**GOAL OF THE EXERCISE**: Every line containing the string "door" is to be copied from the records.

**INFORMATION GIVEN**:
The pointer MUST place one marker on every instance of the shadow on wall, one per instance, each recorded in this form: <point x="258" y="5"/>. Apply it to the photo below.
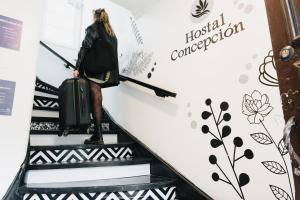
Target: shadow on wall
<point x="138" y="8"/>
<point x="151" y="100"/>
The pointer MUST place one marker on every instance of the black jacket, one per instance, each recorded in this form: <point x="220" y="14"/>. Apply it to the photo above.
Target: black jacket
<point x="99" y="51"/>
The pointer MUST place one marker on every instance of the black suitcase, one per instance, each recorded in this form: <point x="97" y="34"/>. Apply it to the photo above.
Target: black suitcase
<point x="74" y="105"/>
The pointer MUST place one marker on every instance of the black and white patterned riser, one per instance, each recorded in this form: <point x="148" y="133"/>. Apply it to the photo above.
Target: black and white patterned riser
<point x="48" y="127"/>
<point x="167" y="193"/>
<point x="45" y="87"/>
<point x="78" y="153"/>
<point x="45" y="103"/>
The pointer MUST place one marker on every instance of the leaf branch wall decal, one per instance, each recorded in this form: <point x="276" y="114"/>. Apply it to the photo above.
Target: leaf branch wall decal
<point x="219" y="140"/>
<point x="201" y="9"/>
<point x="256" y="107"/>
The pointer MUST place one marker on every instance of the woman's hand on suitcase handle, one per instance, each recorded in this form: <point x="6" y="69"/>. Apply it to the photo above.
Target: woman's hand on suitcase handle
<point x="75" y="73"/>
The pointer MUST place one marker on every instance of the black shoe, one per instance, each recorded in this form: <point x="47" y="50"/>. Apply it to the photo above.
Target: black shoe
<point x="95" y="139"/>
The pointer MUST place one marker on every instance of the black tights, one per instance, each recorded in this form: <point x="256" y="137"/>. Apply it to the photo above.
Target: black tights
<point x="96" y="102"/>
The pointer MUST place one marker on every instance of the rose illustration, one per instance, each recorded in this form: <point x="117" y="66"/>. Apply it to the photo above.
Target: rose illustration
<point x="256" y="107"/>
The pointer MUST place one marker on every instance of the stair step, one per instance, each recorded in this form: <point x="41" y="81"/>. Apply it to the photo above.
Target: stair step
<point x="45" y="155"/>
<point x="139" y="187"/>
<point x="72" y="139"/>
<point x="50" y="125"/>
<point x="93" y="163"/>
<point x="103" y="169"/>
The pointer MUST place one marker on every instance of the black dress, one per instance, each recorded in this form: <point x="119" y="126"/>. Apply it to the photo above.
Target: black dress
<point x="98" y="54"/>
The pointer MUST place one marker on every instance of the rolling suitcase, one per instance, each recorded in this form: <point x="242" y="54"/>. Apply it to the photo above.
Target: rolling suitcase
<point x="74" y="105"/>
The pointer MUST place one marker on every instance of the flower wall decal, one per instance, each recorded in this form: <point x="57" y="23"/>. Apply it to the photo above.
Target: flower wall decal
<point x="256" y="106"/>
<point x="219" y="140"/>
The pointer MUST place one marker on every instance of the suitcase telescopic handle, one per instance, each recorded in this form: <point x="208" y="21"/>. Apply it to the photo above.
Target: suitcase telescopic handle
<point x="83" y="100"/>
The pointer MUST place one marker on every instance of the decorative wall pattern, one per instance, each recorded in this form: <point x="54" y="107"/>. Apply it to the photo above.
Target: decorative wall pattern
<point x="219" y="140"/>
<point x="136" y="63"/>
<point x="168" y="193"/>
<point x="136" y="31"/>
<point x="267" y="71"/>
<point x="257" y="107"/>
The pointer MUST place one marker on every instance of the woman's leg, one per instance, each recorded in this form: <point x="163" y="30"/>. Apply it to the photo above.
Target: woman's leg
<point x="96" y="105"/>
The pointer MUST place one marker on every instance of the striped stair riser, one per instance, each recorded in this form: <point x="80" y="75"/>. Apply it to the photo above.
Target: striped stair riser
<point x="45" y="103"/>
<point x="45" y="87"/>
<point x="54" y="126"/>
<point x="168" y="193"/>
<point x="77" y="155"/>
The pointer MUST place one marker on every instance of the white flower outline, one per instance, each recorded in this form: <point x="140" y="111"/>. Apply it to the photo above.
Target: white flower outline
<point x="256" y="107"/>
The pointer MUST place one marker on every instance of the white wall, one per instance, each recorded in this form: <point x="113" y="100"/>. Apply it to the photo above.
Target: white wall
<point x="227" y="71"/>
<point x="18" y="66"/>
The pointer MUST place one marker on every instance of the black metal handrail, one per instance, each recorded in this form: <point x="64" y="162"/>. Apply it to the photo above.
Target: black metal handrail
<point x="158" y="91"/>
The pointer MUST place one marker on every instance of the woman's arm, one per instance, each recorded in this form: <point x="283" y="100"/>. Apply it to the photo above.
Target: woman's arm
<point x="90" y="36"/>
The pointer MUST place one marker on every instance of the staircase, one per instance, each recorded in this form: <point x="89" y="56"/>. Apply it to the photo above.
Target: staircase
<point x="62" y="168"/>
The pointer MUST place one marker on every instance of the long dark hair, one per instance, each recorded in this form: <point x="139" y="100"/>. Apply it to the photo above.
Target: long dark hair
<point x="102" y="16"/>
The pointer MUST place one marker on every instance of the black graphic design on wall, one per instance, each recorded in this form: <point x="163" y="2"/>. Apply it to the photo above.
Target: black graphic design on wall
<point x="267" y="71"/>
<point x="223" y="131"/>
<point x="137" y="63"/>
<point x="256" y="107"/>
<point x="137" y="34"/>
<point x="201" y="9"/>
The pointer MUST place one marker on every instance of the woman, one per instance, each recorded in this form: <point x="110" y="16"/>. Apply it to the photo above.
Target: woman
<point x="96" y="58"/>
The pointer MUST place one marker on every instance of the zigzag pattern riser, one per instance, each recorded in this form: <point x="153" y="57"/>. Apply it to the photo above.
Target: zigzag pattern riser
<point x="45" y="103"/>
<point x="168" y="193"/>
<point x="77" y="155"/>
<point x="54" y="126"/>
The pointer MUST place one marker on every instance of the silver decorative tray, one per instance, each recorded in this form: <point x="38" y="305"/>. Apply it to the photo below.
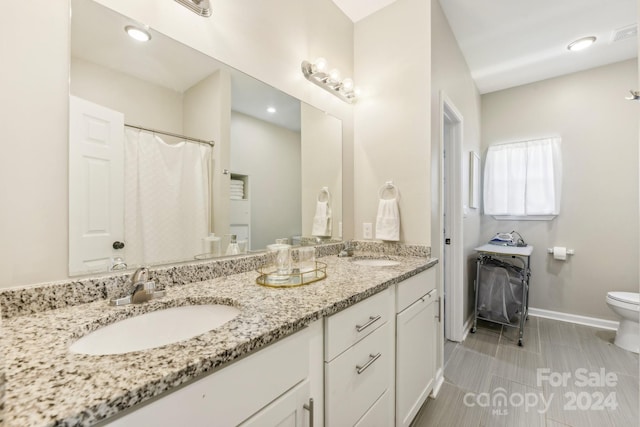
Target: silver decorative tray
<point x="270" y="278"/>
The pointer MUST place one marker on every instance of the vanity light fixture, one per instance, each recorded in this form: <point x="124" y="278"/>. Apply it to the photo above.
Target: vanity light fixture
<point x="582" y="43"/>
<point x="137" y="33"/>
<point x="635" y="95"/>
<point x="317" y="74"/>
<point x="199" y="7"/>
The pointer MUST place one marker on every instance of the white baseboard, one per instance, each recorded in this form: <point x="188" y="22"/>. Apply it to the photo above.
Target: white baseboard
<point x="468" y="325"/>
<point x="438" y="383"/>
<point x="574" y="318"/>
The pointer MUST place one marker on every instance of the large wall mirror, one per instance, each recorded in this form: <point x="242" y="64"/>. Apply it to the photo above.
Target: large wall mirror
<point x="172" y="152"/>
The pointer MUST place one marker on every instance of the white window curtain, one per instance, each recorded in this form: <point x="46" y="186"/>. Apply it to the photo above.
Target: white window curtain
<point x="522" y="180"/>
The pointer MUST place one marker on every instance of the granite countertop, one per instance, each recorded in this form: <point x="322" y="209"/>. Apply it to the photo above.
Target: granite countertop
<point x="47" y="385"/>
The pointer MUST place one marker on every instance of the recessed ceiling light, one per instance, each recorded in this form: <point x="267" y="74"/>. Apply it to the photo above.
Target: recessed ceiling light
<point x="582" y="43"/>
<point x="136" y="33"/>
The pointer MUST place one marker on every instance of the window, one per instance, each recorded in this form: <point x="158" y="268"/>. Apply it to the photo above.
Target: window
<point x="522" y="180"/>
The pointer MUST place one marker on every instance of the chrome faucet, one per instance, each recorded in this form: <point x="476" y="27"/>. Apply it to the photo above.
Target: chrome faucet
<point x="347" y="250"/>
<point x="142" y="289"/>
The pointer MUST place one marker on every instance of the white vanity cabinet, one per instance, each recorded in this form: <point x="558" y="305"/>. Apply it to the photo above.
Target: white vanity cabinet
<point x="359" y="363"/>
<point x="271" y="387"/>
<point x="416" y="343"/>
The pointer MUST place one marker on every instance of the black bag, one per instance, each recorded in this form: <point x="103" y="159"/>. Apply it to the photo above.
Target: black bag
<point x="500" y="291"/>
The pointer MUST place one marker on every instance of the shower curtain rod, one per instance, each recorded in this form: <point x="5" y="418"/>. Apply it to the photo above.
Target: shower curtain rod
<point x="200" y="141"/>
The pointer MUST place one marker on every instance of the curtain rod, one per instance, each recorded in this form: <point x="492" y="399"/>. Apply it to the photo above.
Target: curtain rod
<point x="201" y="141"/>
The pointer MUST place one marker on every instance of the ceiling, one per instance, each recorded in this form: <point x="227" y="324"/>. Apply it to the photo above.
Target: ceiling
<point x="508" y="43"/>
<point x="98" y="36"/>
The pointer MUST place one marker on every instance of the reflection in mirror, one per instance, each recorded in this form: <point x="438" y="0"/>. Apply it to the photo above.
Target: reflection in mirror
<point x="163" y="195"/>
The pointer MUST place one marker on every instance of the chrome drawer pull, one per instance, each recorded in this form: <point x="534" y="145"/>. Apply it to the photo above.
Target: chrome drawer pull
<point x="372" y="320"/>
<point x="309" y="408"/>
<point x="373" y="358"/>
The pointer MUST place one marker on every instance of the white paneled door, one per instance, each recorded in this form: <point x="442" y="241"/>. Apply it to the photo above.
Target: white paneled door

**SOLUTION TO THIS EXERCISE**:
The pointer MUST place one marker on every instance of the white paneled door, one per instance, each recorded in this form: <point x="442" y="241"/>. Apply it to the photo above.
Target: white paneled door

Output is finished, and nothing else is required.